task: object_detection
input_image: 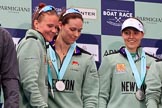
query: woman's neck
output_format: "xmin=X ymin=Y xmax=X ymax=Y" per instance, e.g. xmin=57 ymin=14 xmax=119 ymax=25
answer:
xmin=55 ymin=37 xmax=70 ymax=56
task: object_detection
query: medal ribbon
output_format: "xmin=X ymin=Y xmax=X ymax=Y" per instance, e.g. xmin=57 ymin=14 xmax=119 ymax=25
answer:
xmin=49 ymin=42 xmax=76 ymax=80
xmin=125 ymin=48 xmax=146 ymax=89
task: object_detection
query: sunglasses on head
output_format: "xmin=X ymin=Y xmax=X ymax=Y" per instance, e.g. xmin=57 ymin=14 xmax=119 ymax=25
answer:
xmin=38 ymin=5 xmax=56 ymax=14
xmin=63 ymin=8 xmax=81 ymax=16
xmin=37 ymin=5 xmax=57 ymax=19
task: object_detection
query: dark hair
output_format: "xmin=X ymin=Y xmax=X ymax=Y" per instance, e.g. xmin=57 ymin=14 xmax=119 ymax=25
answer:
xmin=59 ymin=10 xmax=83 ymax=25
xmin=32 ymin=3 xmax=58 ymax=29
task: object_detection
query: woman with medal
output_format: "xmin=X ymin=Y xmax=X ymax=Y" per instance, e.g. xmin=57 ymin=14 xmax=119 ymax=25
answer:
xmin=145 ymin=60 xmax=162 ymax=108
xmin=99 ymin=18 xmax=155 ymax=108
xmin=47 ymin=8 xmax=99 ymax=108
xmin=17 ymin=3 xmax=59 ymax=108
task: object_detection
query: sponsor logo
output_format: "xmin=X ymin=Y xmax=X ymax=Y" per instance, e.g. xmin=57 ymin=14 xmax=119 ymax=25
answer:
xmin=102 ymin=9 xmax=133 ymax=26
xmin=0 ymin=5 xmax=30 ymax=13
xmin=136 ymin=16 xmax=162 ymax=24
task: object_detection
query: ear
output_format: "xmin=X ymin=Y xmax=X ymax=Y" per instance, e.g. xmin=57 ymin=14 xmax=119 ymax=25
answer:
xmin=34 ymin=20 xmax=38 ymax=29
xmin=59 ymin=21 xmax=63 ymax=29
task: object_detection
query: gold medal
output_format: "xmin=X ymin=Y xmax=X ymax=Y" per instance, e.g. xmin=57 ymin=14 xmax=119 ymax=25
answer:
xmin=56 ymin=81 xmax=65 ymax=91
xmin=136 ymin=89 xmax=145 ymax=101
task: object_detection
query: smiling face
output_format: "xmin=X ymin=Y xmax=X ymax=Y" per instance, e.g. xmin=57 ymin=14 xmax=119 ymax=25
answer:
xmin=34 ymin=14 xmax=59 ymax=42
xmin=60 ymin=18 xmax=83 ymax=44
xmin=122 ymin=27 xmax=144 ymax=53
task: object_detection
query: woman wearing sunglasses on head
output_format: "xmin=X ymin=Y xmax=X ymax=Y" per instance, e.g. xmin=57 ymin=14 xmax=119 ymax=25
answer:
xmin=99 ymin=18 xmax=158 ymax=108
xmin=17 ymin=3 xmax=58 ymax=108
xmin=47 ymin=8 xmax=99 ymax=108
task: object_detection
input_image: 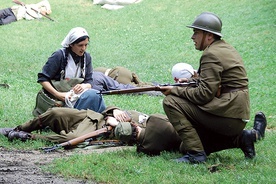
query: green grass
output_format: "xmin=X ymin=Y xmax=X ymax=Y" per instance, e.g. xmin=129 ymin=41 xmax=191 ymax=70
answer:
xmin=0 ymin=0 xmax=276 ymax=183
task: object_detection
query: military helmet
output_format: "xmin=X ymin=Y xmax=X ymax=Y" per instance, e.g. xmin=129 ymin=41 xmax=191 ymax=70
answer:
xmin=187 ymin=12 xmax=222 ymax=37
⁂
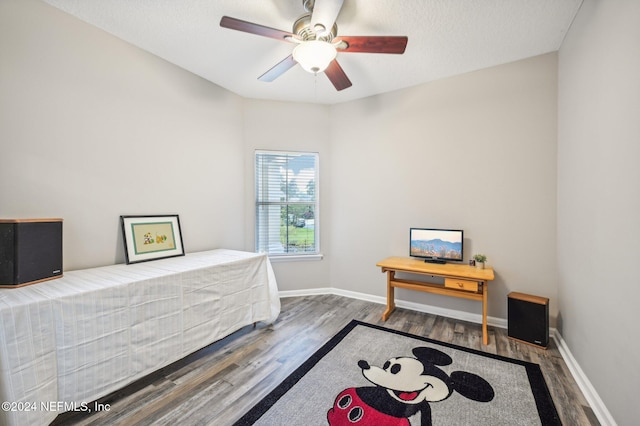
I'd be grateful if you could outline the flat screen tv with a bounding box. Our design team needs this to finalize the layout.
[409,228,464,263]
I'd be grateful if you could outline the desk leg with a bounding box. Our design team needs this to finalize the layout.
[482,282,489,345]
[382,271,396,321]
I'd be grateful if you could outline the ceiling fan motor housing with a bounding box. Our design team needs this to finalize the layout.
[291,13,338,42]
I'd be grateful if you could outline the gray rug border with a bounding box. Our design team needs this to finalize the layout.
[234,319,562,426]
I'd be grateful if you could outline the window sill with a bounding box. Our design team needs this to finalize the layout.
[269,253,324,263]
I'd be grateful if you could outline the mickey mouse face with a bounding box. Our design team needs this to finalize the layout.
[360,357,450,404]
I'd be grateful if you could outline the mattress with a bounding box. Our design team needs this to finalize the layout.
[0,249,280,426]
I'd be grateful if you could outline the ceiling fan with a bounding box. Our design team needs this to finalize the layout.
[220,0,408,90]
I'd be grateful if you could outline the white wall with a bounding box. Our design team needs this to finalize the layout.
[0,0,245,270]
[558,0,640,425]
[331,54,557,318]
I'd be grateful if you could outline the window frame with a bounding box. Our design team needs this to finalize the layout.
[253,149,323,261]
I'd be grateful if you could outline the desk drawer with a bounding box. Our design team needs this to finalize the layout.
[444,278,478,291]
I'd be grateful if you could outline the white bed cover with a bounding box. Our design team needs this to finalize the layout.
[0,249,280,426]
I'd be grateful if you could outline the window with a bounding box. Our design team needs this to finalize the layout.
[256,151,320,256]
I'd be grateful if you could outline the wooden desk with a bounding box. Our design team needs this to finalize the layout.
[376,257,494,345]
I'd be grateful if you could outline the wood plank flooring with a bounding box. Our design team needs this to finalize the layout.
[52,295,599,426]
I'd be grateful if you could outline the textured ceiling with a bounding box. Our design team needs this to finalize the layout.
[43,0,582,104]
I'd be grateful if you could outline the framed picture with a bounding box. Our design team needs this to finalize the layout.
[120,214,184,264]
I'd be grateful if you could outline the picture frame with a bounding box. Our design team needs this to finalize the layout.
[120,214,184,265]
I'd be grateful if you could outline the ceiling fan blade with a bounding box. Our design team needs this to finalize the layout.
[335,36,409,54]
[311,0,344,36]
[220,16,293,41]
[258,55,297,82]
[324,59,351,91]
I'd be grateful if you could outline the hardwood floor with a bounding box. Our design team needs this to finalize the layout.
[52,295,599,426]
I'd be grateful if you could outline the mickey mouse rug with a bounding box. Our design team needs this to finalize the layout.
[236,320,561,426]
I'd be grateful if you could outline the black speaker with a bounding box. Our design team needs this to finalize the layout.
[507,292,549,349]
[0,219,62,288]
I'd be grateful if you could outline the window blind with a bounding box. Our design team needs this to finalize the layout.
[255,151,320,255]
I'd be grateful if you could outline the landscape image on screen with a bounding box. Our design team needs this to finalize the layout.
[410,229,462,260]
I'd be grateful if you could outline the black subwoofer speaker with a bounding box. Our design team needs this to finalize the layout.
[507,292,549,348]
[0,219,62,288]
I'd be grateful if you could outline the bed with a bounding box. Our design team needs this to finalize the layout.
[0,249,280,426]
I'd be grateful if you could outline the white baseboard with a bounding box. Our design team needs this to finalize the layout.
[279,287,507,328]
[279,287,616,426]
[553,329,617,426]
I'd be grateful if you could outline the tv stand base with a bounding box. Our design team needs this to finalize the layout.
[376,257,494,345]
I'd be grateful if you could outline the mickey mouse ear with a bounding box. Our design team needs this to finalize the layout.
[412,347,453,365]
⁂
* Task objective
Duplicate every line of the listing above from the line that contains "I'd be grateful if you could outline the ceiling fan motor" through the line that contains "[360,357,450,404]", both included.

* Answer to this exercise
I'd be grateful if you could outline the ceiling fan motor housing with a bounding box. Our design team needs this to finalize the layout.
[291,13,338,42]
I'd be grateful if you could outline the gray rug border with a bounding box. Our design team needs this to finalize the layout.
[234,319,562,426]
I'd be grateful if you could outline the window sill with a bounding box. Our design team needs this to finalize the layout.
[269,253,324,263]
I'd be grateful if you could outline the mickey mouse face with a bounding box. Our design team needs this to finalize the layout.
[360,357,450,404]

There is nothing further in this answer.